GOAL: Copy out every line of the data below verbatim, leaving out the pictures.

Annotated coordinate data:
>>>>
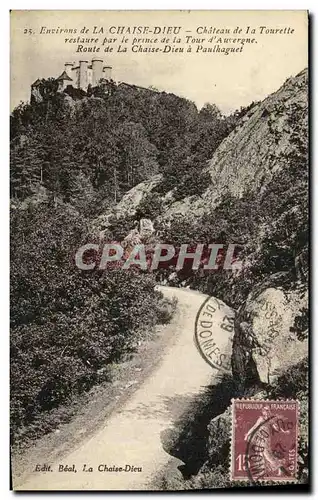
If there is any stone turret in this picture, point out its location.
[79,60,88,90]
[92,58,103,87]
[103,66,113,80]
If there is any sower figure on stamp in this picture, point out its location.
[244,406,290,473]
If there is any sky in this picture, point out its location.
[10,10,307,114]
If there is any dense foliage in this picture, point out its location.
[155,97,309,308]
[11,204,166,442]
[11,80,243,215]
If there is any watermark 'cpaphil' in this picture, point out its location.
[75,242,242,272]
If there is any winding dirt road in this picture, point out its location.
[14,287,234,491]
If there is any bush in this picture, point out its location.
[11,206,164,438]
<<<<
THE RESULT:
If there is any stone turret in this picture, point out its location.
[79,60,88,90]
[92,58,103,87]
[103,66,113,80]
If there is any sower figure on stamp in this picture, point out its location.
[244,406,290,473]
If there is any sky in this picture, point out its location.
[10,10,307,114]
If there is any dense foliage in this picture, point out its location.
[155,97,309,308]
[11,204,166,442]
[11,80,243,215]
If there is any watermark 'cpaphil' in this picture, point out its location.
[75,242,242,272]
If there is any winding dirt road in this picture, point out its location.
[14,287,234,491]
If there is any bush in this picture, point out its location.
[11,206,164,438]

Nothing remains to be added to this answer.